■ Task requirements
Copy the stored data below word for word, from the line with "Pinpoint the distant white" through the end, including both of those lines.

— Begin Supplied records —

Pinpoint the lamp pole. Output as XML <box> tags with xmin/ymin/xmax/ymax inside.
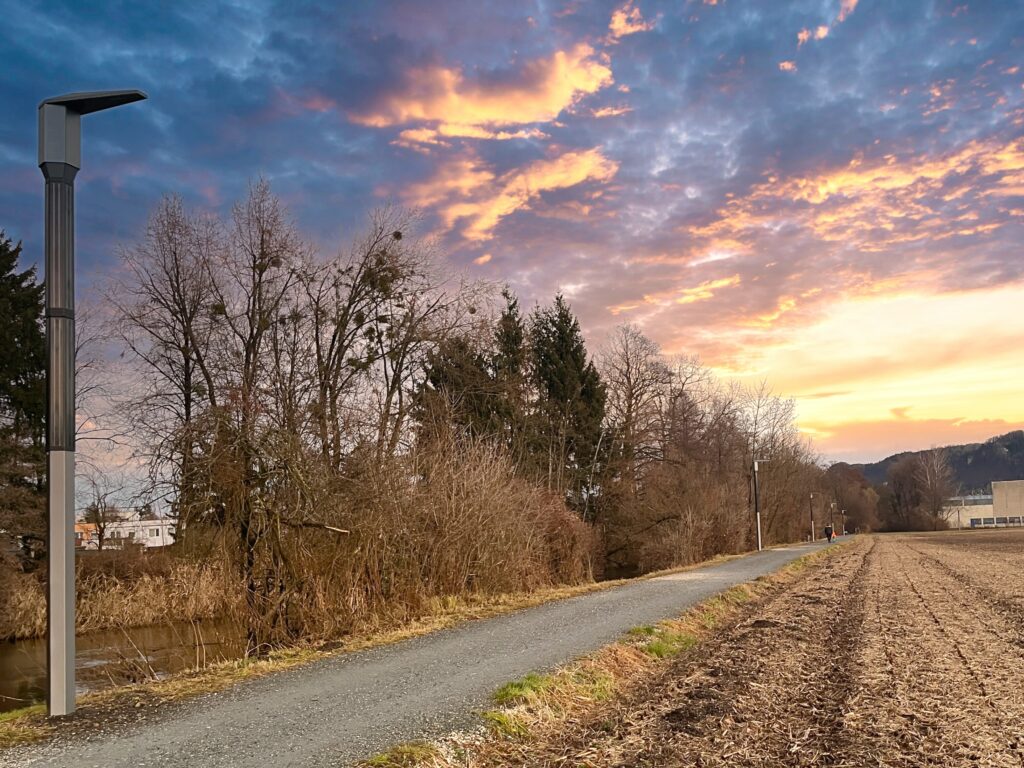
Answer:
<box><xmin>754</xmin><ymin>459</ymin><xmax>768</xmax><ymax>552</ymax></box>
<box><xmin>39</xmin><ymin>91</ymin><xmax>145</xmax><ymax>716</ymax></box>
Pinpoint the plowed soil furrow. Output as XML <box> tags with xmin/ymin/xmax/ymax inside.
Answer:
<box><xmin>907</xmin><ymin>544</ymin><xmax>1024</xmax><ymax>657</ymax></box>
<box><xmin>472</xmin><ymin>531</ymin><xmax>1024</xmax><ymax>768</ymax></box>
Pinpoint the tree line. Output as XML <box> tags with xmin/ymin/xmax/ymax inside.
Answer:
<box><xmin>0</xmin><ymin>181</ymin><xmax>942</xmax><ymax>649</ymax></box>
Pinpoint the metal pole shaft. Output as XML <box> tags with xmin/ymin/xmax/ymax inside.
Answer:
<box><xmin>754</xmin><ymin>462</ymin><xmax>763</xmax><ymax>552</ymax></box>
<box><xmin>42</xmin><ymin>163</ymin><xmax>78</xmax><ymax>715</ymax></box>
<box><xmin>807</xmin><ymin>494</ymin><xmax>814</xmax><ymax>542</ymax></box>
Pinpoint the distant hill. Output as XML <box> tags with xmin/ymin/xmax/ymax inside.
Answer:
<box><xmin>854</xmin><ymin>430</ymin><xmax>1024</xmax><ymax>493</ymax></box>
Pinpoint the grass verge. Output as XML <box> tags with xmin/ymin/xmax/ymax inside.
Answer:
<box><xmin>380</xmin><ymin>543</ymin><xmax>845</xmax><ymax>768</ymax></box>
<box><xmin>0</xmin><ymin>540</ymin><xmax>823</xmax><ymax>753</ymax></box>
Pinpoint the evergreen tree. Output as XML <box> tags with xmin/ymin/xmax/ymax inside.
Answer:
<box><xmin>529</xmin><ymin>295</ymin><xmax>605</xmax><ymax>509</ymax></box>
<box><xmin>490</xmin><ymin>288</ymin><xmax>529</xmax><ymax>457</ymax></box>
<box><xmin>417</xmin><ymin>336</ymin><xmax>501</xmax><ymax>436</ymax></box>
<box><xmin>0</xmin><ymin>230</ymin><xmax>46</xmax><ymax>569</ymax></box>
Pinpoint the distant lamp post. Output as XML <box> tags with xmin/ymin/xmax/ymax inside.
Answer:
<box><xmin>754</xmin><ymin>459</ymin><xmax>768</xmax><ymax>552</ymax></box>
<box><xmin>39</xmin><ymin>91</ymin><xmax>145</xmax><ymax>716</ymax></box>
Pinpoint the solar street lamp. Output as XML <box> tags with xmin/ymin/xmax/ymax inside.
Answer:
<box><xmin>39</xmin><ymin>91</ymin><xmax>145</xmax><ymax>716</ymax></box>
<box><xmin>754</xmin><ymin>459</ymin><xmax>768</xmax><ymax>552</ymax></box>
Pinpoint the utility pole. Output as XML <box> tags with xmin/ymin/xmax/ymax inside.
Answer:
<box><xmin>754</xmin><ymin>459</ymin><xmax>767</xmax><ymax>552</ymax></box>
<box><xmin>39</xmin><ymin>91</ymin><xmax>145</xmax><ymax>716</ymax></box>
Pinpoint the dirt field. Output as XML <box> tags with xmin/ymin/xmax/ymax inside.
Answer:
<box><xmin>462</xmin><ymin>530</ymin><xmax>1024</xmax><ymax>768</ymax></box>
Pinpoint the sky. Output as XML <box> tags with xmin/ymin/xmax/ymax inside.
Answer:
<box><xmin>0</xmin><ymin>0</ymin><xmax>1024</xmax><ymax>461</ymax></box>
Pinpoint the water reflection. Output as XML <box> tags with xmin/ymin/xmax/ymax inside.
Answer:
<box><xmin>0</xmin><ymin>621</ymin><xmax>246</xmax><ymax>712</ymax></box>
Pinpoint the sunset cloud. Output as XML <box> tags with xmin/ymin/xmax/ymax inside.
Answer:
<box><xmin>0</xmin><ymin>0</ymin><xmax>1024</xmax><ymax>456</ymax></box>
<box><xmin>837</xmin><ymin>0</ymin><xmax>858</xmax><ymax>22</ymax></box>
<box><xmin>349</xmin><ymin>43</ymin><xmax>612</xmax><ymax>143</ymax></box>
<box><xmin>608</xmin><ymin>0</ymin><xmax>657</xmax><ymax>43</ymax></box>
<box><xmin>690</xmin><ymin>139</ymin><xmax>1024</xmax><ymax>256</ymax></box>
<box><xmin>797</xmin><ymin>25</ymin><xmax>828</xmax><ymax>48</ymax></box>
<box><xmin>408</xmin><ymin>147</ymin><xmax>618</xmax><ymax>241</ymax></box>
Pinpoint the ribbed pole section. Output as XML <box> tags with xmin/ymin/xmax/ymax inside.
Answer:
<box><xmin>41</xmin><ymin>163</ymin><xmax>78</xmax><ymax>715</ymax></box>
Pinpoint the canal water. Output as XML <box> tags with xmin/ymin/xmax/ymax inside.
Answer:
<box><xmin>0</xmin><ymin>621</ymin><xmax>246</xmax><ymax>712</ymax></box>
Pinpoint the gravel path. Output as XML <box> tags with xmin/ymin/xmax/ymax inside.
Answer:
<box><xmin>460</xmin><ymin>529</ymin><xmax>1024</xmax><ymax>768</ymax></box>
<box><xmin>8</xmin><ymin>544</ymin><xmax>822</xmax><ymax>768</ymax></box>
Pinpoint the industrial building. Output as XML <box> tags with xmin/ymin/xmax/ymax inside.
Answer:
<box><xmin>944</xmin><ymin>480</ymin><xmax>1024</xmax><ymax>528</ymax></box>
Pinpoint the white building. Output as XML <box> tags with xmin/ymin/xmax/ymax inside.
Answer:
<box><xmin>944</xmin><ymin>480</ymin><xmax>1024</xmax><ymax>528</ymax></box>
<box><xmin>75</xmin><ymin>517</ymin><xmax>174</xmax><ymax>550</ymax></box>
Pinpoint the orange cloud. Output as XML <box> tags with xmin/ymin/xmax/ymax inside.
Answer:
<box><xmin>593</xmin><ymin>106</ymin><xmax>633</xmax><ymax>118</ymax></box>
<box><xmin>349</xmin><ymin>43</ymin><xmax>613</xmax><ymax>143</ymax></box>
<box><xmin>689</xmin><ymin>139</ymin><xmax>1024</xmax><ymax>252</ymax></box>
<box><xmin>404</xmin><ymin>147</ymin><xmax>618</xmax><ymax>241</ymax></box>
<box><xmin>608</xmin><ymin>0</ymin><xmax>657</xmax><ymax>43</ymax></box>
<box><xmin>608</xmin><ymin>274</ymin><xmax>739</xmax><ymax>314</ymax></box>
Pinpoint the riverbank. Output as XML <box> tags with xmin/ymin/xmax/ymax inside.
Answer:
<box><xmin>0</xmin><ymin>553</ymin><xmax>782</xmax><ymax>746</ymax></box>
<box><xmin>5</xmin><ymin>546</ymin><xmax>818</xmax><ymax>766</ymax></box>
<box><xmin>0</xmin><ymin>552</ymin><xmax>230</xmax><ymax>641</ymax></box>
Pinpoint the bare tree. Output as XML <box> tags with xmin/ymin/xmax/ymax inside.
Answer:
<box><xmin>913</xmin><ymin>449</ymin><xmax>956</xmax><ymax>530</ymax></box>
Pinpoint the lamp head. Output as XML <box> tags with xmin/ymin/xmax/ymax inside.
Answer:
<box><xmin>39</xmin><ymin>90</ymin><xmax>146</xmax><ymax>168</ymax></box>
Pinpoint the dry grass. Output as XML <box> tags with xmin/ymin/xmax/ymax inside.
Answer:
<box><xmin>407</xmin><ymin>531</ymin><xmax>1024</xmax><ymax>768</ymax></box>
<box><xmin>405</xmin><ymin>546</ymin><xmax>843</xmax><ymax>768</ymax></box>
<box><xmin>0</xmin><ymin>553</ymin><xmax>233</xmax><ymax>639</ymax></box>
<box><xmin>0</xmin><ymin>544</ymin><xmax>799</xmax><ymax>746</ymax></box>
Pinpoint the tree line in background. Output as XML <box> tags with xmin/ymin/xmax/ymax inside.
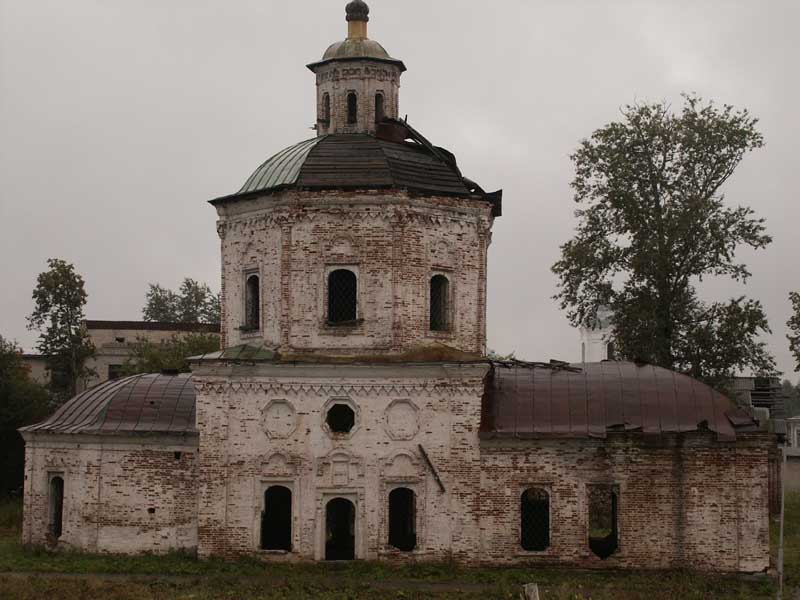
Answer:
<box><xmin>0</xmin><ymin>96</ymin><xmax>800</xmax><ymax>493</ymax></box>
<box><xmin>0</xmin><ymin>259</ymin><xmax>220</xmax><ymax>496</ymax></box>
<box><xmin>553</xmin><ymin>95</ymin><xmax>797</xmax><ymax>390</ymax></box>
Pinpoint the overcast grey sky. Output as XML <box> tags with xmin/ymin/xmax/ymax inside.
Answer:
<box><xmin>0</xmin><ymin>0</ymin><xmax>800</xmax><ymax>379</ymax></box>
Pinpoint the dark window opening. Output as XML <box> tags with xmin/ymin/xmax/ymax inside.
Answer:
<box><xmin>325</xmin><ymin>404</ymin><xmax>356</xmax><ymax>433</ymax></box>
<box><xmin>244</xmin><ymin>275</ymin><xmax>261</xmax><ymax>330</ymax></box>
<box><xmin>261</xmin><ymin>485</ymin><xmax>292</xmax><ymax>552</ymax></box>
<box><xmin>328</xmin><ymin>269</ymin><xmax>358</xmax><ymax>325</ymax></box>
<box><xmin>431</xmin><ymin>275</ymin><xmax>450</xmax><ymax>331</ymax></box>
<box><xmin>325</xmin><ymin>498</ymin><xmax>356</xmax><ymax>560</ymax></box>
<box><xmin>375</xmin><ymin>94</ymin><xmax>386</xmax><ymax>123</ymax></box>
<box><xmin>587</xmin><ymin>485</ymin><xmax>619</xmax><ymax>560</ymax></box>
<box><xmin>520</xmin><ymin>488</ymin><xmax>550</xmax><ymax>552</ymax></box>
<box><xmin>48</xmin><ymin>477</ymin><xmax>64</xmax><ymax>539</ymax></box>
<box><xmin>389</xmin><ymin>488</ymin><xmax>417</xmax><ymax>552</ymax></box>
<box><xmin>347</xmin><ymin>92</ymin><xmax>358</xmax><ymax>125</ymax></box>
<box><xmin>321</xmin><ymin>94</ymin><xmax>331</xmax><ymax>125</ymax></box>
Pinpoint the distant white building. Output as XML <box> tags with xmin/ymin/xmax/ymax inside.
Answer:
<box><xmin>580</xmin><ymin>307</ymin><xmax>614</xmax><ymax>363</ymax></box>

— End Supplied records —

■ Full solution
Pinpoint the distant white building. Output as XML <box> tags with xmin/ymin/xmax/ymax inside.
Answer:
<box><xmin>580</xmin><ymin>307</ymin><xmax>614</xmax><ymax>363</ymax></box>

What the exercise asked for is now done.